Consigne 1: Extrayez en entier le texte ci-dessous sur l'exposition de stèles néolithiques, sans y modifier le moindre caractère.

━━━━━ Texte source

![Détail du décor gravé de la stèle n° 1 de La Lombarde à Lauris-Puyvert (Vaucluse), collection du Musée Calvet, Avignon.](https://www.actu-culture.com/wp-content/uploads/2024/02/Unknown.jpeg)
Le musée de Préhistoire des gorges du Verdon ouvre ce mois-ci une exposition réunissant d’extraordinaires stèles anthropomorphes néolithiques, précieux témoignages des coutumes funéraires des sociétés provençales du début du IVe millénaire avant notre ère.
![Traces d’ocre révélées grâce au logiciel DStretch® sur la stèle n° 3 de La Puagère. © Jules Masson Mourey](https://www.actu-culture.com/wp-content/uploads/2024/02/quinson-1-216x300.jpg)

━━━━━━━━━━
━━━━━ Ensemble d'enregistrements

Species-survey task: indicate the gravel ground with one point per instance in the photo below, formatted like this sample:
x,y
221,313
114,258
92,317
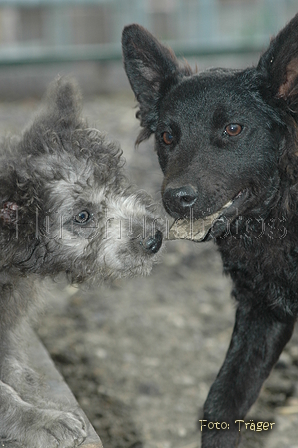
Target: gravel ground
x,y
141,354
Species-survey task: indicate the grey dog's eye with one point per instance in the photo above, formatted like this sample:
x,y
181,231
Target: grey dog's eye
x,y
82,217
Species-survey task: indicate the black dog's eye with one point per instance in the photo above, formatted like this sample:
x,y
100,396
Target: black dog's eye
x,y
82,217
167,138
233,129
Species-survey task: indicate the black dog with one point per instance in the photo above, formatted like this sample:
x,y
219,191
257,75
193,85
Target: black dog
x,y
228,147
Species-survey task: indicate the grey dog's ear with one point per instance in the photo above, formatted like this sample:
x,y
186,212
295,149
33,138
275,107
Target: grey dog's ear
x,y
63,103
58,117
279,66
152,70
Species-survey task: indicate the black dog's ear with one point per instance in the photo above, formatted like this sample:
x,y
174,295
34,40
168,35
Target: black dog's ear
x,y
152,70
279,65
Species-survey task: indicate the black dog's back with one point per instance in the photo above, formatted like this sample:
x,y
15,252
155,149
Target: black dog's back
x,y
227,145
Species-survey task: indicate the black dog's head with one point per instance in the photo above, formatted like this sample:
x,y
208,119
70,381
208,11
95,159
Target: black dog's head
x,y
223,137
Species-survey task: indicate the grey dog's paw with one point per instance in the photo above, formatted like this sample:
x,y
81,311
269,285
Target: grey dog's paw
x,y
57,429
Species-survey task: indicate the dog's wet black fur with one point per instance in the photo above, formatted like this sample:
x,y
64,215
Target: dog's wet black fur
x,y
221,136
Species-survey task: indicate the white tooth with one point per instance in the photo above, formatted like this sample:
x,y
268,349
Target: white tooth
x,y
194,230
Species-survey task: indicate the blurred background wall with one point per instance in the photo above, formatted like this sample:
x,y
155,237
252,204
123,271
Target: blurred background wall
x,y
41,38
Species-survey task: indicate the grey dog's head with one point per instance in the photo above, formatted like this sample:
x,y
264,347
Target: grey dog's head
x,y
66,205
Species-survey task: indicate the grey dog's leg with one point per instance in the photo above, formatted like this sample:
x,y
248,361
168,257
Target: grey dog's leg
x,y
35,427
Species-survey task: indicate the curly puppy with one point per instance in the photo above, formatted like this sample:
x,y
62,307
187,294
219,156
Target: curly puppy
x,y
66,207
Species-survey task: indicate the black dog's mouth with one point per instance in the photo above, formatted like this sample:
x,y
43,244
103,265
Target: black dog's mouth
x,y
198,229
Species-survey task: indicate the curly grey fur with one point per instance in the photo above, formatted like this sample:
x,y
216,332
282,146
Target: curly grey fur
x,y
66,207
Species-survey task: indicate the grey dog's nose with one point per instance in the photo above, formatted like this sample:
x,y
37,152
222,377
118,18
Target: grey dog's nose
x,y
179,200
153,243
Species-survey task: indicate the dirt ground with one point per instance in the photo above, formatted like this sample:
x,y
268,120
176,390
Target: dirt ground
x,y
140,355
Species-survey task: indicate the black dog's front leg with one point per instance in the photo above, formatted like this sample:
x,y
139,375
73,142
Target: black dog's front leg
x,y
257,341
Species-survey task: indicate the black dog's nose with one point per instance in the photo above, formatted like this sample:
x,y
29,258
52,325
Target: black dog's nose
x,y
153,243
179,200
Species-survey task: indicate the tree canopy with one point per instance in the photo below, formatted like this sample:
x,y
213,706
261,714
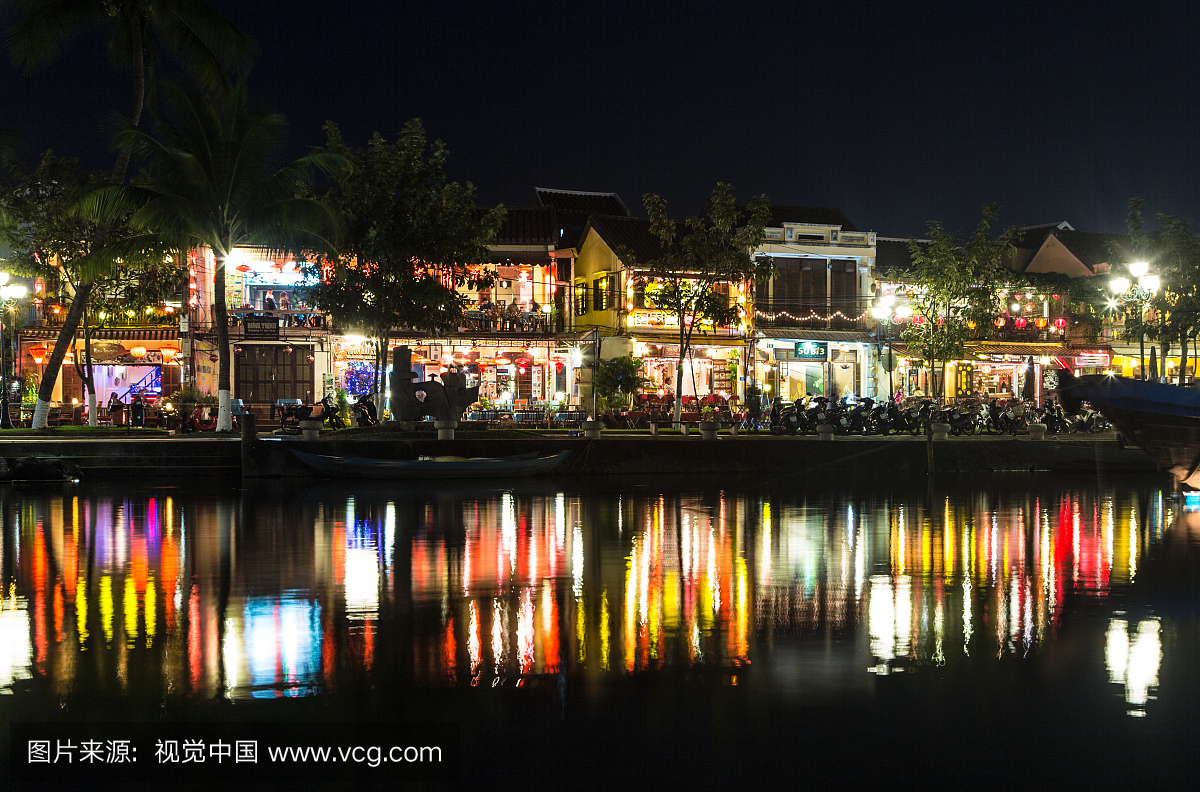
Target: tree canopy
x,y
411,237
703,259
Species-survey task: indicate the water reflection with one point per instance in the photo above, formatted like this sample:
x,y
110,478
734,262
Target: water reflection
x,y
193,594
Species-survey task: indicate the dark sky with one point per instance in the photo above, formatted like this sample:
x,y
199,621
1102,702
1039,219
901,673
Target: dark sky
x,y
898,113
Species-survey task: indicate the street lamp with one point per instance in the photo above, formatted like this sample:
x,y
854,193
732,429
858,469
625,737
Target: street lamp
x,y
10,293
1139,294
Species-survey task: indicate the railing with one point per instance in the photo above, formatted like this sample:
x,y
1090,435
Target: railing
x,y
827,315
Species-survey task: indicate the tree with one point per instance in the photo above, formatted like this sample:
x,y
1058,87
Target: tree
x,y
618,377
210,183
957,291
411,239
48,240
1175,258
701,261
136,31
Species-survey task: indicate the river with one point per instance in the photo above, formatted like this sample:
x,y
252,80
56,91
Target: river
x,y
1015,629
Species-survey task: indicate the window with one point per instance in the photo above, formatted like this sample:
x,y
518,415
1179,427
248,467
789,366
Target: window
x,y
581,299
604,293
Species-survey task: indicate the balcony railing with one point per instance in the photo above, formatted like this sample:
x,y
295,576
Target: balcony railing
x,y
822,315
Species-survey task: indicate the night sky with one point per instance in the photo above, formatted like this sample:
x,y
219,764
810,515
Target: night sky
x,y
897,113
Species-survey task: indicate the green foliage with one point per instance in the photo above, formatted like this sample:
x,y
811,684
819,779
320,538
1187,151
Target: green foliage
x,y
411,237
619,378
47,239
702,258
957,288
192,395
211,181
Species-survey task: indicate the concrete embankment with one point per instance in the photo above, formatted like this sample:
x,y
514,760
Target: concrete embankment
x,y
647,456
642,456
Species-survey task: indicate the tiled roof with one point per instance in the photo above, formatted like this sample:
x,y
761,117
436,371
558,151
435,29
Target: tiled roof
x,y
582,203
1093,249
893,255
629,233
809,215
528,226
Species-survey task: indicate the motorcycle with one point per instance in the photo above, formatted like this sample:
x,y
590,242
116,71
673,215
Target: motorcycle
x,y
364,411
325,411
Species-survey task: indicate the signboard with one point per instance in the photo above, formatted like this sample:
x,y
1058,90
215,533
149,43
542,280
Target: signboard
x,y
261,328
1090,359
811,351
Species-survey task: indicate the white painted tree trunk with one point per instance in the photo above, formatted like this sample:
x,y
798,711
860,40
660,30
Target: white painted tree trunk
x,y
225,414
41,412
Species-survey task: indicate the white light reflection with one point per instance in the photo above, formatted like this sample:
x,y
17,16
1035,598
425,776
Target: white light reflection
x,y
1134,664
16,652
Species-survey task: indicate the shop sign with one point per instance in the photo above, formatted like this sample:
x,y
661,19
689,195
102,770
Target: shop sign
x,y
653,319
811,351
1090,359
261,328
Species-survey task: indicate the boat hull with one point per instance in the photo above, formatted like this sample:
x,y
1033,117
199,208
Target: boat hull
x,y
1162,420
433,469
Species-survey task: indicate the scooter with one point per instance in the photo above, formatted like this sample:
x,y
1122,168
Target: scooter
x,y
324,411
364,409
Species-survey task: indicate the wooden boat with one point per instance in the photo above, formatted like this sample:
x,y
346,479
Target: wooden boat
x,y
441,467
1162,420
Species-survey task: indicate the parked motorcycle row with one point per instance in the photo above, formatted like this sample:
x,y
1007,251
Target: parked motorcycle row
x,y
868,417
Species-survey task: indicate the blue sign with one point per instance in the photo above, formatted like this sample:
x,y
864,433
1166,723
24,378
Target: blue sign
x,y
811,351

━━━━━━━━━━

Consigne 2: Filtrez les enregistrements ci-dessus en ne conservant que les lignes qui contiennent la chaîne « balcony », la casse devant être respectée.

Réponse 1:
![Détail du décor gravé de la stèle n° 1 de La Lombarde à Lauris-Puyvert (Vaucluse), collection du Musée Calvet, Avignon.](https://www.actu-culture.com/wp-content/uploads/2024/02/Unknown.jpeg)
Le musée de Préhistoire des gorges du Verdon ouvre ce mois-ci une exposition réunissant d’extraordinaires stèles anthropomorphes néolithiques, précieux témoignages des coutumes funéraires des sociétés provençales du début du IVe millénaire avant notre ère.
![Traces d’ocre révélées grâce au logiciel DStretch® sur la stèle n° 3 de La Puagère. © Jules Masson Mourey](https://www.actu-culture.com/wp-content/uploads/2024/02/quinson-1-216x300.jpg)

Réponse 2:
Species-survey task: indicate the balcony railing with one point per instance in the photo above, formatted like this sample:
Target: balcony railing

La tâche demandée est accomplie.